Written instruction →
Rescale the lines below, from the first line up to and including the line containing "124 115 L 130", by multiplying every coordinate in the answers by 0.65 and rounding to whole numbers, with halves rounded up. Reproduce only these lines, requests included, with all else unchanged.
═══ Source data ═══
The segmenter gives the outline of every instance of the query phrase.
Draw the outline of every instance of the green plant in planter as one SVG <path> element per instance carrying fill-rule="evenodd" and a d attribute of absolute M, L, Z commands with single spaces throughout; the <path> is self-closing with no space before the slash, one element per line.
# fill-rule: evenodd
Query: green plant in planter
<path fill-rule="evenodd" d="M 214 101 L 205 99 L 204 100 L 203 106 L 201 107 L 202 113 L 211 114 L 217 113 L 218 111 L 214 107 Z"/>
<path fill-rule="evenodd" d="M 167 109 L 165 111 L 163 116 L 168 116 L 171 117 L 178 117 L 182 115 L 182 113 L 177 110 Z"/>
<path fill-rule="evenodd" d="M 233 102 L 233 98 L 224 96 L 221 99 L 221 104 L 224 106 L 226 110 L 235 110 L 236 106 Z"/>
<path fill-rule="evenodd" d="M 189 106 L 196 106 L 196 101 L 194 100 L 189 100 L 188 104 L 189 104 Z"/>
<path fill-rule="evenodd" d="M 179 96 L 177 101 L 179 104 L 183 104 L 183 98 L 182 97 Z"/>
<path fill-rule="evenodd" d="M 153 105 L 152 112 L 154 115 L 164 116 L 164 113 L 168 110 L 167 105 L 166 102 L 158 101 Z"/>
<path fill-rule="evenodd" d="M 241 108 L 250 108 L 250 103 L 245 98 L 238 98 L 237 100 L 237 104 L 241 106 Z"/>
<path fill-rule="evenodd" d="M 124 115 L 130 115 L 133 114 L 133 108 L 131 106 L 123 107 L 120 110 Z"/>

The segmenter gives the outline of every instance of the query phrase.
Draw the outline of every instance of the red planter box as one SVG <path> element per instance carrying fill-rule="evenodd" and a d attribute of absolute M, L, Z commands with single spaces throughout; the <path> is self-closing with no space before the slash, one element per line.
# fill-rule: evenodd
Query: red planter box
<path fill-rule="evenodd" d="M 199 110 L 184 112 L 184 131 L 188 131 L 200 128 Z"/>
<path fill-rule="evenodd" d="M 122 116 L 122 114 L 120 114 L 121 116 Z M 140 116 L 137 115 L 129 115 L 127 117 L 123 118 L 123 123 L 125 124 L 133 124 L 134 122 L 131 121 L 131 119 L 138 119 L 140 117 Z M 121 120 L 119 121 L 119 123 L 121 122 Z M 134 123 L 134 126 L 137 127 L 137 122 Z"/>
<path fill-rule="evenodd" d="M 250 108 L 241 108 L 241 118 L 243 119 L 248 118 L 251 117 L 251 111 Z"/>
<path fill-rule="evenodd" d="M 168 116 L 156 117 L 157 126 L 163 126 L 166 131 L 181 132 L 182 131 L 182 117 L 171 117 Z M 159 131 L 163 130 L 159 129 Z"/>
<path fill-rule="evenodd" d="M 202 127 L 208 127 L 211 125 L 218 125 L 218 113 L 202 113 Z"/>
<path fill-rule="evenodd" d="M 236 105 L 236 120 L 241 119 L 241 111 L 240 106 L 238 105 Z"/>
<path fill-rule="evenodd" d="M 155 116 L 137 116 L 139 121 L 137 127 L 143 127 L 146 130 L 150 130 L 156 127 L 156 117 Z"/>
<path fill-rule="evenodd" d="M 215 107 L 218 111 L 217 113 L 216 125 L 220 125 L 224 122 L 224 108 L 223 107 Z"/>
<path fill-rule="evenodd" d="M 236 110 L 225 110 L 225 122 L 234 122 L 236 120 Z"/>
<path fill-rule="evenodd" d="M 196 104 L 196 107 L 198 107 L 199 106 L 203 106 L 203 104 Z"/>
═══
The solution →
The segmenter gives the outline of every instance of the query phrase.
Draw the outline of every instance of the green plant in planter as one SVG <path> element per instance carrying fill-rule="evenodd" and a d attribute of absolute M, L, Z commands with single spaces throughout; the <path> is self-closing with no space before the slash, one element per line.
# fill-rule: evenodd
Query: green plant in planter
<path fill-rule="evenodd" d="M 139 66 L 133 64 L 133 65 L 132 69 L 131 70 L 131 73 L 137 74 L 141 73 L 142 72 L 139 70 Z"/>
<path fill-rule="evenodd" d="M 109 71 L 107 72 L 106 75 L 109 75 L 111 76 L 116 76 L 118 75 L 118 73 L 115 72 Z"/>
<path fill-rule="evenodd" d="M 151 66 L 151 64 L 146 62 L 144 64 L 144 68 L 146 69 L 147 72 L 153 72 L 153 69 Z"/>
<path fill-rule="evenodd" d="M 123 69 L 127 69 L 127 66 L 126 65 L 123 65 L 122 68 L 123 68 Z"/>
<path fill-rule="evenodd" d="M 116 62 L 115 66 L 116 68 L 119 68 L 119 64 L 118 63 Z"/>
<path fill-rule="evenodd" d="M 99 68 L 99 73 L 100 75 L 107 75 L 107 73 L 109 72 L 109 68 L 108 66 L 103 66 Z"/>
<path fill-rule="evenodd" d="M 157 70 L 163 70 L 163 67 L 159 64 L 155 64 L 154 65 L 154 68 L 157 69 Z"/>
<path fill-rule="evenodd" d="M 81 75 L 85 75 L 86 74 L 86 70 L 85 69 L 80 70 L 78 72 Z"/>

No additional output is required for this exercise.